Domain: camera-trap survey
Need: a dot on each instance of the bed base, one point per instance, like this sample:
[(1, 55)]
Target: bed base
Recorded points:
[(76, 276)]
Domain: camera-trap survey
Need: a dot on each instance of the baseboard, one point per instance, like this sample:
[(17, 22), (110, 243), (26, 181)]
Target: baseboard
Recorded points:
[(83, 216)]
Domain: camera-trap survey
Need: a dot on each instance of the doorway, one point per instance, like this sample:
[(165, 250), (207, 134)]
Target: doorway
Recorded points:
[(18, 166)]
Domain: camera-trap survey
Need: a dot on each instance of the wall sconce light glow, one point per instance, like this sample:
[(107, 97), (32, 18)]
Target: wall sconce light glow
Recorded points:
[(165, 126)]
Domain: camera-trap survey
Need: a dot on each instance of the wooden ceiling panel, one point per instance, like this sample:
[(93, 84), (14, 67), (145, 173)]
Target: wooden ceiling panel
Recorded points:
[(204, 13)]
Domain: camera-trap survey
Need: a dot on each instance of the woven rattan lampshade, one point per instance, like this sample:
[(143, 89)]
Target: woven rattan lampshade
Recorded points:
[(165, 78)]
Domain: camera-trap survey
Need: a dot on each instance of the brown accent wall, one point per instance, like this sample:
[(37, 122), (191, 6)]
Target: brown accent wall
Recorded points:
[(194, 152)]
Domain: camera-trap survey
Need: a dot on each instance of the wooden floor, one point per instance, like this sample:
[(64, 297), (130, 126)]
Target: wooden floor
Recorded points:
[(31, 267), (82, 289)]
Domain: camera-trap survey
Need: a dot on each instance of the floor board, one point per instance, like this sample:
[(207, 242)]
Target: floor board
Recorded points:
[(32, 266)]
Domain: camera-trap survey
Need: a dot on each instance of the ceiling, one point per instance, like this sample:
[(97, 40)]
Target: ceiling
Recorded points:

• • • • •

• _Short task_
Rewrite the records above from their first line, stopping after the line that contains "[(18, 166)]". Switch "Recorded points" to "Marked points" and change nothing else.

• _Full output_
Domain: camera-trap survey
Need: a dot on each instance of the bed base, one point per instance, like this sample:
[(1, 55)]
Target: bed base
Marked points:
[(76, 276)]
Domain: camera-trap survey
Need: a dot on each instance of the baseboard, one point per instance, like this sample:
[(17, 22), (110, 243), (26, 181)]
Target: baseboard
Marked points:
[(83, 216)]
Domain: camera-trap survey
Need: a dot on each instance of the doorway, one point per instance, like this sample:
[(165, 250), (207, 134)]
Target: doorway
Marked points:
[(18, 166)]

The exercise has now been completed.